■ TESTO DA ANALIZZARE ■
Tra chi aspettava l’accredito non c’erano solo liberi professionisti messi alle strette dalla pandemia.
Scoppiò uno scandalo quando si scoprì che anche alcuni parlamentari ne avevano fatto richiesta. Si trattava di Andrea Dara, Elena Murelli, Marzia Casolati (Lega) e Marco Rizzone (Movimento 5 stelle).
Furono tutti sospesi dai rispettivi partiti, nel caso del Carroccio su sollecitazione diretta di Matteo Salvini.
Il quale dichiarò: «Ho dato indicazione che chiunque abbia preso o fatto richiesta del bonus venga sospeso e in caso di elezioni non ricandidato». Era il 12 agosto 2020.
Esattamente due anni dopo, durante la compilazione delle liste avvenuta – ironia della sorte – in un inedito mese di agosto, il segretario della Lega ha dimenticato la promessa fatta ai microfoni di Rai 3, come spiega Il Fatto Quotidiano.

■ CONSEGNA ■
In base al brano sul bonus chiesto dai parlamentari, spiega per favore in una-tre frasi perché Andrea Dara, Elena Murelli, Marzia Casolati e Marco Rizzone furono sospesi dai rispettivi partiti. I dati dell'elenco provengono da un'altra fonte.

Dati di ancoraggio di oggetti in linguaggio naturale
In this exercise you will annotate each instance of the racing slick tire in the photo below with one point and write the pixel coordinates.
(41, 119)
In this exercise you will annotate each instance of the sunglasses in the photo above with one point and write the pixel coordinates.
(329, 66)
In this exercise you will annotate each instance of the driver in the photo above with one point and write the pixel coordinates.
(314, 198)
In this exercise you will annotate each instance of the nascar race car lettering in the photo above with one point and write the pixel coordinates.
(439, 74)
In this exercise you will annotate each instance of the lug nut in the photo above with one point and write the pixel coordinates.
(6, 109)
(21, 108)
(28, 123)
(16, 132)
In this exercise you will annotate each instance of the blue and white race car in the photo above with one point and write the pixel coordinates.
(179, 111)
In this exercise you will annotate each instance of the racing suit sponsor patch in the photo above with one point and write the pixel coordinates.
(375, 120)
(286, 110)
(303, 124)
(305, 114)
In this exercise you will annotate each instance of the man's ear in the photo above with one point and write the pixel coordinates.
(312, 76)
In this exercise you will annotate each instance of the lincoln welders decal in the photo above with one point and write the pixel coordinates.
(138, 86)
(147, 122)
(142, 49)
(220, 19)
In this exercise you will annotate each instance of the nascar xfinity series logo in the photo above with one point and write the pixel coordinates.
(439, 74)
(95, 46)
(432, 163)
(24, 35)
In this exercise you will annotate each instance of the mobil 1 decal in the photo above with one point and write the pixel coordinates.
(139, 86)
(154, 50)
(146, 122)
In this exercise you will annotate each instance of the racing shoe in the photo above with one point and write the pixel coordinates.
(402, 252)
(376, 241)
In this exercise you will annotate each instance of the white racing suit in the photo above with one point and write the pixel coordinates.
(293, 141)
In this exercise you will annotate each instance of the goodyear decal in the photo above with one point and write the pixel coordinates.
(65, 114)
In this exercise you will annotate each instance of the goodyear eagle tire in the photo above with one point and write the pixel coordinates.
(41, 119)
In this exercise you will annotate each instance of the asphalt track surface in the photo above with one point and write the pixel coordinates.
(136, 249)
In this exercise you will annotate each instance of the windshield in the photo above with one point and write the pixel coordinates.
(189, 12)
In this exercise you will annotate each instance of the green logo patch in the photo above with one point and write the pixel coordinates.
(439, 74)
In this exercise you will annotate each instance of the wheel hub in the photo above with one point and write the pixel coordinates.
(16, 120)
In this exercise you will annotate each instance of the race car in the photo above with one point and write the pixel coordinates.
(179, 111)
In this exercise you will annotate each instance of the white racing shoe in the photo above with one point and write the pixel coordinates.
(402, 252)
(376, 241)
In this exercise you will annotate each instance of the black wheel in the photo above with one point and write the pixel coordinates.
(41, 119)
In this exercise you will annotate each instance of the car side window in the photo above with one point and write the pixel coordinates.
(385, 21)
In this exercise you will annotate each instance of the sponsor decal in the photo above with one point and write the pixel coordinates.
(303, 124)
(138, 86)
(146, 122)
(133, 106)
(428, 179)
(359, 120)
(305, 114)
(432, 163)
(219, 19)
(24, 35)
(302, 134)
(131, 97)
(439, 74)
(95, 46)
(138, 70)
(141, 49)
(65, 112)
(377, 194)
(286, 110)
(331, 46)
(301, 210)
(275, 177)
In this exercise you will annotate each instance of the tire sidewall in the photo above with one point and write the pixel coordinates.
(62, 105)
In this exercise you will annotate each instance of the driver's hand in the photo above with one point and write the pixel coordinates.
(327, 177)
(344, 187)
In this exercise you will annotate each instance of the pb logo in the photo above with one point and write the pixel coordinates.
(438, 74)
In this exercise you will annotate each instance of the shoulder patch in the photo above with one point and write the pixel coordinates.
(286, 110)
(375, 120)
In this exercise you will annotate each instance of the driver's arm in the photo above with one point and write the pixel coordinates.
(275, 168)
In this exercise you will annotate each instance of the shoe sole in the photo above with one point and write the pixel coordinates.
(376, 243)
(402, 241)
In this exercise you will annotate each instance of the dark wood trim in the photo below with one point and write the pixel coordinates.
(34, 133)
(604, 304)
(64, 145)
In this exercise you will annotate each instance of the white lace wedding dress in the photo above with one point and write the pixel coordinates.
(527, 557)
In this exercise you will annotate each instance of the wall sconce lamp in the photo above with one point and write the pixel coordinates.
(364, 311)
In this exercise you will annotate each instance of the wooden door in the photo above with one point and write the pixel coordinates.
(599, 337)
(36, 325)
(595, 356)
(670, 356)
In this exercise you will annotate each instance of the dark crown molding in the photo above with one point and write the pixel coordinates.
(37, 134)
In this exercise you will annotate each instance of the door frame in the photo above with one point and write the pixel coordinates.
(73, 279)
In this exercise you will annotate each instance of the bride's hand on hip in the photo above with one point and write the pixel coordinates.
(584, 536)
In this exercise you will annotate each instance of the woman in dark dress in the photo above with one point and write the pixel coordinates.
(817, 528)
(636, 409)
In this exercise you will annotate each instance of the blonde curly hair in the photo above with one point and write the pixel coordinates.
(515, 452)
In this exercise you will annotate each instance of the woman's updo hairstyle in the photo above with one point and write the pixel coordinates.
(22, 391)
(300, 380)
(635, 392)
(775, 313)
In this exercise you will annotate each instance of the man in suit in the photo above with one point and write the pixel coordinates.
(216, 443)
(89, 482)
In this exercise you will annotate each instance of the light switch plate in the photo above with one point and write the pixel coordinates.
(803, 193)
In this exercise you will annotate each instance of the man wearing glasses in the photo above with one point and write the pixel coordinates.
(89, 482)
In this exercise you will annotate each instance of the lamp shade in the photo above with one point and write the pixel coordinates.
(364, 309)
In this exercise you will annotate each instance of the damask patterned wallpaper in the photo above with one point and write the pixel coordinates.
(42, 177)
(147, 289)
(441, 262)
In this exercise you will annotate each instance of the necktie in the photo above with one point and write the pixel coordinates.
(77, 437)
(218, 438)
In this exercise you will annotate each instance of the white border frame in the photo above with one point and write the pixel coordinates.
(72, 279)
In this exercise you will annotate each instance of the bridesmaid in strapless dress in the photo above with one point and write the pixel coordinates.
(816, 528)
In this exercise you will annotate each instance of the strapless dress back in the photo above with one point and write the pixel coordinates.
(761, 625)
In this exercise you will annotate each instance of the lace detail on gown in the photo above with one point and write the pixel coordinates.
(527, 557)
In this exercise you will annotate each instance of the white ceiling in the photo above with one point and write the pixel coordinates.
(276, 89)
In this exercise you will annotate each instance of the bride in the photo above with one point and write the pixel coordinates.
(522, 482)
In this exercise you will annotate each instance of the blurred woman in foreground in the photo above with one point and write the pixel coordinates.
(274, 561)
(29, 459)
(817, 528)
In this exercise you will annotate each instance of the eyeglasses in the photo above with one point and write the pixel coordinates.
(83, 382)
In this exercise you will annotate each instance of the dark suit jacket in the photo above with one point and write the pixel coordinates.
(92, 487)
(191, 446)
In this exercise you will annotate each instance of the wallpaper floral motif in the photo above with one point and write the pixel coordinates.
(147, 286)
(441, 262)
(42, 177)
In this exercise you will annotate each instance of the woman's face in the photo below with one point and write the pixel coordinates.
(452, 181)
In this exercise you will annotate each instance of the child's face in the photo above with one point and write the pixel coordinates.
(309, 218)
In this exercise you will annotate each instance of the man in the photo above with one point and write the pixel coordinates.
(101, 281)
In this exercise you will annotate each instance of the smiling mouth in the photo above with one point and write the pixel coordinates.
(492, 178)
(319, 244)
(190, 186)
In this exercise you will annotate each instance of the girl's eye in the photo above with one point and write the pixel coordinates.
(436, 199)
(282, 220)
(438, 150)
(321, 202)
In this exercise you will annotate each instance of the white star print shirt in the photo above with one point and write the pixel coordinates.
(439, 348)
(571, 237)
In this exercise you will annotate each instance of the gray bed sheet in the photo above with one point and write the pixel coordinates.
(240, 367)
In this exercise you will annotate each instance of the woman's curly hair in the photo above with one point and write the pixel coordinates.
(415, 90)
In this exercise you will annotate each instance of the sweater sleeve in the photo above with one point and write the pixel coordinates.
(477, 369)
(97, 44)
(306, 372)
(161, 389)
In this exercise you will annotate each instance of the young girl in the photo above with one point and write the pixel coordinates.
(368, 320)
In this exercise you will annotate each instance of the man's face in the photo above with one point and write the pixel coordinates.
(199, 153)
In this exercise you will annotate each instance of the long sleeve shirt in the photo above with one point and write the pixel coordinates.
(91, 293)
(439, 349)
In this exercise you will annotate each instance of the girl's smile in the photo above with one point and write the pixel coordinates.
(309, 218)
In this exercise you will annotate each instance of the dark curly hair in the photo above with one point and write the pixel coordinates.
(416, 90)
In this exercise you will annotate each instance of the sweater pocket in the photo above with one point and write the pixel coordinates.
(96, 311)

■ SOLUZIONE ■
Furono sospesi perché si scoprì che avevano fatto richiesta del bonus, cosa che fece scoppiare uno scandalo. Per i tre parlamentari della Lega la sospensione arrivò su sollecitazione diretta di Matteo Salvini. Salvini aveva dato indicazione di sospendere chiunque avesse preso o chiesto il bonus.